• **Document text**:
◆ ◆ ◆
- Report Published -
|Funding Strategies for State Sponsored Intercity and High Speed Passenger Rail [SJR 63 (2010)]|
|Department of Rail and Public Transportation|
|SJR 63 (Regular Session, 2010)|
|Purpose and Need|
In 2009, the Commonwealth initiated its first state subsidized intercity passenger rail service. In addition, Virginia's Department of Rail and Public Transportation (DRPT) continues to grow and expand intercity passenger rail choices as an integral part of the overall transportation system in the Commonwealth. In the forefront, DRPT began service through a three-year demonstration project on the Route 29 and I-95 corridors, utilizing one-time limited resources with expansion of services to Norfolk in three years.
◆ ◆ ◆
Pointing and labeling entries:
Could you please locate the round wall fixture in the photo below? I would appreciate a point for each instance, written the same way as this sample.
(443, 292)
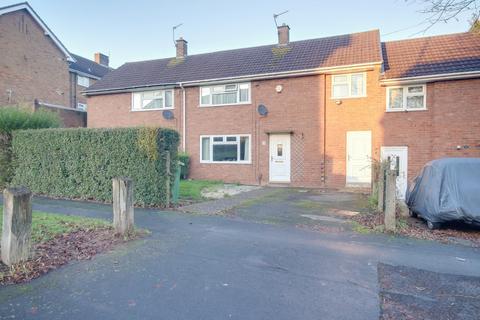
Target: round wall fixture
(262, 110)
(168, 114)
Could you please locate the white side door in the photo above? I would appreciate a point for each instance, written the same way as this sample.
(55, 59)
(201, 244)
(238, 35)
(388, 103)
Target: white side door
(279, 158)
(399, 157)
(359, 158)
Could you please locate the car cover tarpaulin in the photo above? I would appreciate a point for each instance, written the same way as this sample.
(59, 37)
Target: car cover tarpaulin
(446, 190)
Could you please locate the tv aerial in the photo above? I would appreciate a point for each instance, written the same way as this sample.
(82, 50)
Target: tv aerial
(173, 31)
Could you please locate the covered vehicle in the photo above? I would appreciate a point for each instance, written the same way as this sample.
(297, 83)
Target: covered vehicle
(446, 190)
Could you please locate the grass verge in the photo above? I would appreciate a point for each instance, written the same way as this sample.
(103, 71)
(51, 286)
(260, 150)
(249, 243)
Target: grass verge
(46, 226)
(58, 239)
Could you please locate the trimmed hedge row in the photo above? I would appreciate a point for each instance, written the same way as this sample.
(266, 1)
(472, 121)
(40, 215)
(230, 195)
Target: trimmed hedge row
(16, 118)
(80, 163)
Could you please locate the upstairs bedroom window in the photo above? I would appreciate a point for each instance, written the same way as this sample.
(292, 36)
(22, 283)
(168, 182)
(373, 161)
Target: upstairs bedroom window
(83, 81)
(152, 100)
(351, 85)
(406, 98)
(225, 149)
(228, 94)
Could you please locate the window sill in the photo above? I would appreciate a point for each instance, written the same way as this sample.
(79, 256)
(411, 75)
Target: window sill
(225, 162)
(144, 110)
(406, 110)
(224, 105)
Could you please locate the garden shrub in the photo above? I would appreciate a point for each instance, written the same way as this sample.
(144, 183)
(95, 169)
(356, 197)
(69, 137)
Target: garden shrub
(15, 118)
(184, 158)
(80, 163)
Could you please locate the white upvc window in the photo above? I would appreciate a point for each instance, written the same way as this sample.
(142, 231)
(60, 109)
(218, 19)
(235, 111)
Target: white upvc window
(152, 100)
(83, 81)
(352, 85)
(225, 149)
(225, 94)
(407, 98)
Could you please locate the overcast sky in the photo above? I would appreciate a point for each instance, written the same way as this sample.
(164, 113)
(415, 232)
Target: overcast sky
(142, 29)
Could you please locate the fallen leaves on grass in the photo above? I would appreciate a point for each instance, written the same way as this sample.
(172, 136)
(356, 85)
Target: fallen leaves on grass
(81, 244)
(416, 228)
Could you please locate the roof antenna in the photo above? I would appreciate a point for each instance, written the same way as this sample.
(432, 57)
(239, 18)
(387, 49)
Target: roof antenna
(173, 31)
(276, 15)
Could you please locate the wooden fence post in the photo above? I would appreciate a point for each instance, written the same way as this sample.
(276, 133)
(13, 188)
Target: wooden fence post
(17, 225)
(381, 188)
(123, 212)
(390, 200)
(167, 183)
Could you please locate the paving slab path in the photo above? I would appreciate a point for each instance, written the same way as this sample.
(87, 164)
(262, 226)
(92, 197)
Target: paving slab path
(220, 206)
(228, 267)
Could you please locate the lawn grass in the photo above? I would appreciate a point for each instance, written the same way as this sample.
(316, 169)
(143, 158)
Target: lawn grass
(46, 226)
(192, 189)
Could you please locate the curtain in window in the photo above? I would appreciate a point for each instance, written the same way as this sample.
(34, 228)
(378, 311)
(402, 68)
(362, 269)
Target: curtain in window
(396, 98)
(206, 149)
(357, 84)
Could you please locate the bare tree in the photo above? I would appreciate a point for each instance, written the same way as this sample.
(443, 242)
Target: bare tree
(446, 10)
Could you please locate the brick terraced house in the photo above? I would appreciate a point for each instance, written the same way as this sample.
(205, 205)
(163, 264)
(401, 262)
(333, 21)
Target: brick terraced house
(312, 113)
(36, 70)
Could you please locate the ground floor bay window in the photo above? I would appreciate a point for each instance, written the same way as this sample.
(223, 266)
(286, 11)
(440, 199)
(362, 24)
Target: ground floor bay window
(225, 149)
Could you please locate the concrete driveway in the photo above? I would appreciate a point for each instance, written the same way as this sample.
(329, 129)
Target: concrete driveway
(230, 267)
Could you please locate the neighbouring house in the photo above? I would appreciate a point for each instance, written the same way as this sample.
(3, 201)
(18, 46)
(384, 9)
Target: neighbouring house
(314, 113)
(37, 71)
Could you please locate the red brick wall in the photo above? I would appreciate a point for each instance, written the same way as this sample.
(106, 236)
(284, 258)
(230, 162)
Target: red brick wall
(451, 119)
(76, 90)
(30, 64)
(353, 114)
(295, 109)
(114, 110)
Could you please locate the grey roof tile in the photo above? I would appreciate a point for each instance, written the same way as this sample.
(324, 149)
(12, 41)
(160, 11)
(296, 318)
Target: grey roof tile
(88, 66)
(451, 53)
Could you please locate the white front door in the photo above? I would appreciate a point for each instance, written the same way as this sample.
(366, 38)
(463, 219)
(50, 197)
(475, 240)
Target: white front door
(280, 158)
(359, 158)
(399, 158)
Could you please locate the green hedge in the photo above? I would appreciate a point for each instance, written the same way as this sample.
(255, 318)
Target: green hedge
(80, 163)
(16, 118)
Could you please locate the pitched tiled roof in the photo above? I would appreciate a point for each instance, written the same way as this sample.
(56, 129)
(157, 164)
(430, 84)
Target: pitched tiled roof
(87, 66)
(357, 48)
(451, 53)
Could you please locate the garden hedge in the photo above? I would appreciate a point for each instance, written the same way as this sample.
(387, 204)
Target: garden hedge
(15, 118)
(80, 163)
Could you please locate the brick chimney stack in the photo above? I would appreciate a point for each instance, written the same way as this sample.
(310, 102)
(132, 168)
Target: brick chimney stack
(283, 35)
(181, 46)
(102, 59)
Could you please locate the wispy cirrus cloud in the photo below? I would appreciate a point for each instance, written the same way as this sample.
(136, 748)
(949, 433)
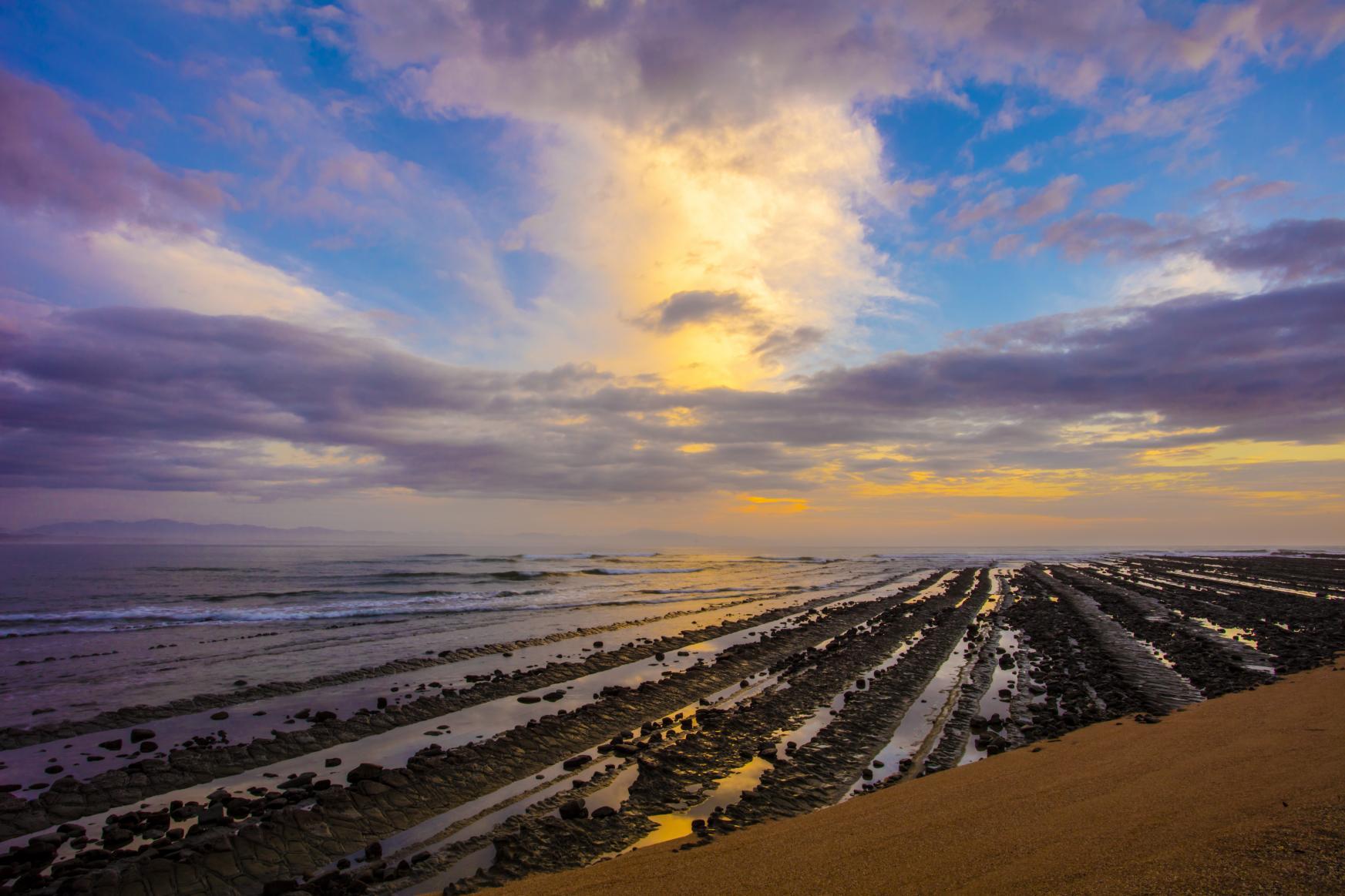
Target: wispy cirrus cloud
(52, 162)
◆ ◆ ◆
Please rewrite the rail funding report text starting at "- Report Published" and ending at "in three years.", with "Commonwealth" replaced by "state".

- Report Published -
|Funding Strategies for State Sponsored Intercity and High Speed Passenger Rail [SJR 63 (2010)]|
|Department of Rail and Public Transportation|
|SJR 63 (Regular Session, 2010)|
|Purpose and Need|
In 2009, the state initiated its first state subsidized intercity passenger rail service. In addition, Virginia's Department of Rail and Public Transportation (DRPT) continues to grow and expand intercity passenger rail choices as an integral part of the overall transportation system in the state. In the forefront, DRPT began service through a three-year demonstration project on the Route 29 and I-95 corridors, utilizing one-time limited resources with expansion of services to Norfolk in three years.